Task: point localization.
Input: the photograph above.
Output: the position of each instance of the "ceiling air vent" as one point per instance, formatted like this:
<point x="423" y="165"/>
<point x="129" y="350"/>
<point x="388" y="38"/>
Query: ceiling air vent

Yazılı görev => Yukarıdaki öğelerin tüm satırlarını hiçbir şeyi değiştirmeden, olduğu gibi çıkar.

Sorunun cevabı =>
Task: point localization.
Input: the photograph above.
Output: the position of each instance of the "ceiling air vent" as one point per instance, formatted like this:
<point x="423" y="165"/>
<point x="129" y="350"/>
<point x="388" y="38"/>
Query: ceiling air vent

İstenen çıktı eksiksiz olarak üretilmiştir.